**Document excerpt:**
□ □ □ □ □

Hi Aaron,

"startup is single threaded and the scrub runs before the tables are opened".

This is what I was thinking too. However, after using the debugger to trace the code, I realized that MeteredFlusher (see the "countFlushBytes" method) might open the sstables before the scrub is completed. I suppose this is the cause of the exceptions I saw.

My plan is to add a boolean flag named "scrubCompleted" at AbstractCassandraDaemon or StorageService. By default, it is false, after the scrub is completed the AbstractCassandraDaemon needs to set it to true. The MeterdFluster needs to make sure the scrub is completed by checking this boolean value and starts to do all the calculation.

Is this a good plan? or it might have side effects?

Thanks and Regards,
Boris


On Mon, Apr 15, 2013 at 4:26 AM, aaron morton <aaron@thelastpickle.com> wrote:
From the log messages, it looked like the table/keyspace was
opened before the scrubDataDirectories was executed. This created a race
condition between two threads.
Seems odd.

□ □ □ □ □

[Dataset items]
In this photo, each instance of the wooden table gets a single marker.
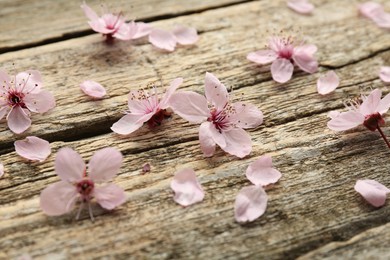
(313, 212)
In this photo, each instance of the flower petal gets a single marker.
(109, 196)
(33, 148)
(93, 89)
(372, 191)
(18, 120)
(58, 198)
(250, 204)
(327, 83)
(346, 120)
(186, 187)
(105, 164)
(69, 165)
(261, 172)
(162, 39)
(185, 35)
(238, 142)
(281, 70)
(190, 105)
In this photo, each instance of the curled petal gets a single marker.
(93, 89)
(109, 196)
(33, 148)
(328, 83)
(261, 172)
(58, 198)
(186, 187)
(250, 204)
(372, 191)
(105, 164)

□ □ □ □ □

**What is asked:** Could you resume the email thread about the Cassandra startup scrub right after "Seems odd."? The dataset lines play no part in this.

**Final answer:**
AFAIK that startup is single threaded and the scrub runs before the tables are opened. See AbstractCassandraDaemon.setup()

INFO [OptionalTasks:1] 2013-04-09 02:49:39,900 SecondaryIndexManager.java
(line 184) Creating new index :
ColumnDefinition{name=6d6f62696c6974795a6f6e6555554944,
validator=org.apache.cassandra.db.marshal.UTF8Type, index_type=KEYS,
index_name='fmzd_ap_mobilityZoneUUID'}
ERROR [FlushWriter:1] 2013-04-09 02:49:39,916 AbstractCassandraDaemon.java
(line 139) Fatal exception in thread Thread[FlushWriter:1,5,main]
java.io.IOError: java.io.IOException: rename failed of
/test/db/data/fmzd/alarm.fmzd_alarm_alarmCode-hd-21-Data.db

Looks like a secondary index is being created at startup and there is an error renaming the file. 
OR
The node was shut down before the index was built and it's been rebuilt at startup.

Both of these are async operations and cause a race with scrubDirectories(). 

Probably not the log replaying because it looks like the sstables have not been opened. 

I *think* the way around this is to um…. 
* move all existing data and commit log out of the way 
* start with node with -Dcassandra.join_ring=false JVM option in cassandra-env.sh
* check that all indexes are built using nodetool cfstats
* shut it down
* put the commit log and data dirs back in place. 

All we want to do is get the system KS updated, but in 1.0 that's a serialised object and not easy to poke. 

Hope that helps.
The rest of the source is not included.